REQUIRED WORK —
Render the data from the line containing "Localize any cliff face present in the scene." through the line containing "[0,0,378,150]" as a JSON list of strings, one string per line, with blank lines omitted.

**** DATA SHOWN

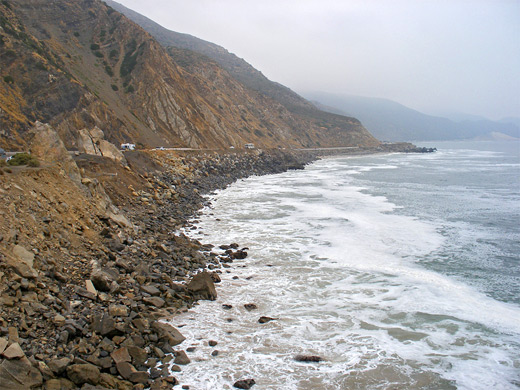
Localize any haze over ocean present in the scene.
[172,142,520,390]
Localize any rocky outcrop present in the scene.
[186,272,217,301]
[29,121,81,183]
[77,126,126,164]
[0,0,378,152]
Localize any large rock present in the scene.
[173,351,191,365]
[48,358,72,375]
[78,126,126,164]
[2,343,25,359]
[67,364,101,386]
[0,337,8,355]
[152,321,186,346]
[90,269,115,292]
[186,272,217,301]
[6,245,38,279]
[0,357,43,390]
[91,314,123,337]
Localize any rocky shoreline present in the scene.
[0,145,314,389]
[0,139,432,389]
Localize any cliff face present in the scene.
[0,0,377,149]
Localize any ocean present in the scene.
[171,142,520,390]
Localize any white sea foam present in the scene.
[173,152,520,390]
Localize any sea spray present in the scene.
[173,145,520,390]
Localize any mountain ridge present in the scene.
[303,92,520,142]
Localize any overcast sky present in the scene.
[112,0,520,119]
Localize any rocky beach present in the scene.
[0,129,314,389]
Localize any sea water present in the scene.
[172,142,520,390]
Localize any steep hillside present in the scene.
[0,0,377,149]
[101,0,377,146]
[305,92,520,141]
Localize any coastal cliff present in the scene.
[0,0,378,150]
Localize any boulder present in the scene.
[67,364,101,386]
[6,245,38,279]
[110,347,132,365]
[143,297,165,308]
[45,378,77,390]
[2,343,25,359]
[0,337,8,355]
[173,351,191,365]
[141,284,161,297]
[0,357,43,390]
[48,358,72,375]
[186,272,217,301]
[29,121,81,184]
[91,314,122,337]
[90,269,115,292]
[152,321,186,347]
[116,362,137,380]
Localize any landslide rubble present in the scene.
[0,129,310,389]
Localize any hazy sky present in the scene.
[112,0,520,119]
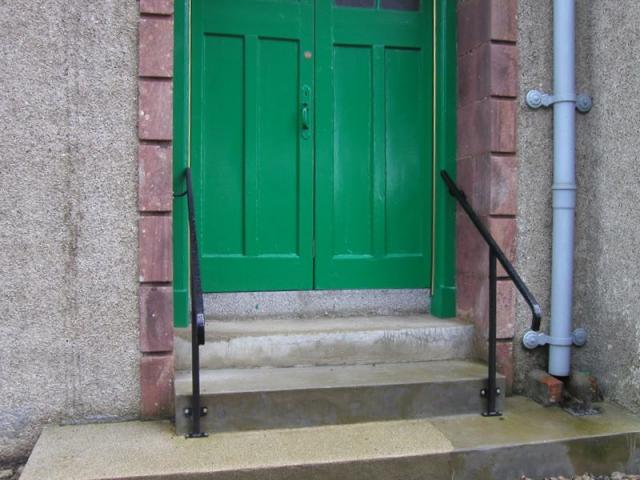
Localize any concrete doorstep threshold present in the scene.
[21,397,640,480]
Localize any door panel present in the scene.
[191,0,313,291]
[315,2,433,289]
[190,0,433,291]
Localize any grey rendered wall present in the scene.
[515,0,640,412]
[0,0,139,462]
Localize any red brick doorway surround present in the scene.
[456,0,518,389]
[138,0,518,418]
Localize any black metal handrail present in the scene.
[182,167,207,438]
[440,170,542,417]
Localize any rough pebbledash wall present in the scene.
[515,0,640,413]
[0,0,140,462]
[456,0,518,385]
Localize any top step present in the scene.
[204,289,431,320]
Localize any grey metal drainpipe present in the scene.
[523,0,591,377]
[549,0,576,376]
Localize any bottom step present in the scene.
[176,360,504,434]
[21,397,640,480]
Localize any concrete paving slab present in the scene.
[22,397,640,480]
[22,414,452,480]
[204,289,431,320]
[175,314,474,370]
[175,360,487,396]
[175,360,504,433]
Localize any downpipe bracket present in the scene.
[525,90,593,113]
[522,328,588,350]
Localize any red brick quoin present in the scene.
[138,0,174,418]
[456,0,518,389]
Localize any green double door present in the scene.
[190,0,433,291]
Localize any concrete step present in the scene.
[175,360,504,433]
[204,289,431,320]
[175,314,473,370]
[21,397,640,480]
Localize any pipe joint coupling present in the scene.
[551,183,576,209]
[522,328,587,350]
[526,90,593,113]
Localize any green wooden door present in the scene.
[316,0,433,289]
[191,0,433,291]
[191,0,313,291]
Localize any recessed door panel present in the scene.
[315,2,433,289]
[191,0,313,291]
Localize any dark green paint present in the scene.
[174,0,455,325]
[431,0,457,318]
[191,0,313,292]
[173,0,190,327]
[315,2,433,289]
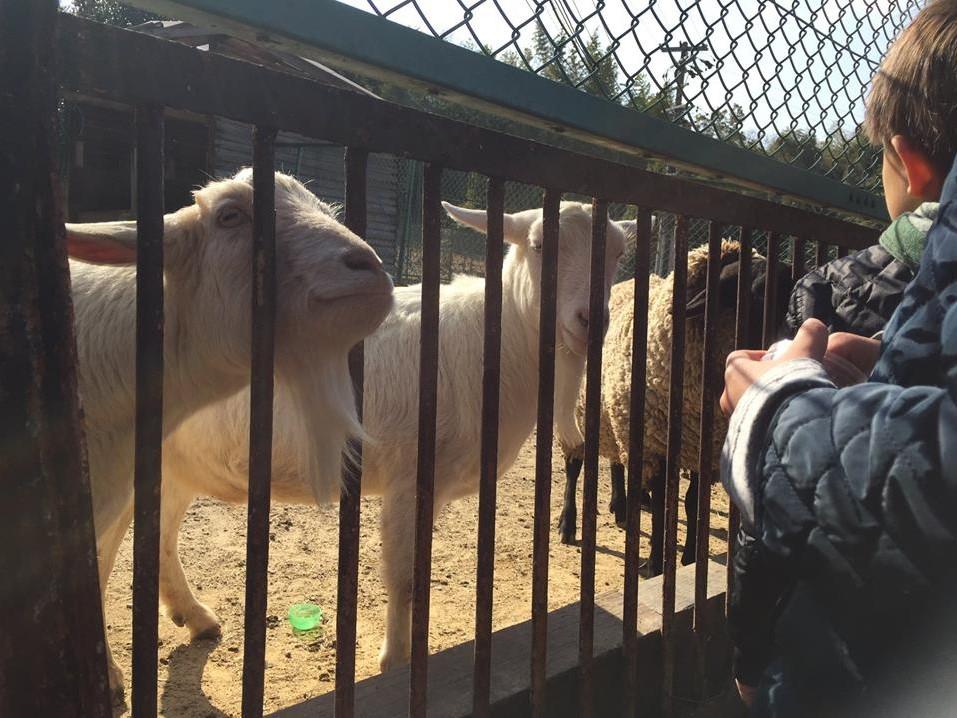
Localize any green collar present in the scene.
[880,202,940,271]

********

SOLUTION —
[
  "Localize any cliff face present in the scene.",
  "[0,0,377,149]",
  "Localize any ocean present in the scene.",
  "[171,142,520,390]",
  "Localize any white sea foam present in the scene.",
  "[173,152,520,390]",
  "Localize any sea spray present in the scene.",
  "[173,145,520,390]",
  "Localize any mountain ridge present in the scene.",
  "[303,92,520,142]",
  "Localize any overcast sky present in the scene.",
  "[112,0,520,119]",
  "Localize any rocky beach present in the scene.",
  "[0,129,314,389]",
  "Localize any sea water present in the scene.",
  "[172,142,520,390]",
  "Localize any steep hillside present in the scene.",
  "[0,0,377,149]",
  "[101,0,377,146]",
  "[305,92,520,141]",
  "Localize any coastal cliff present in the scene.",
  "[0,0,378,150]"
]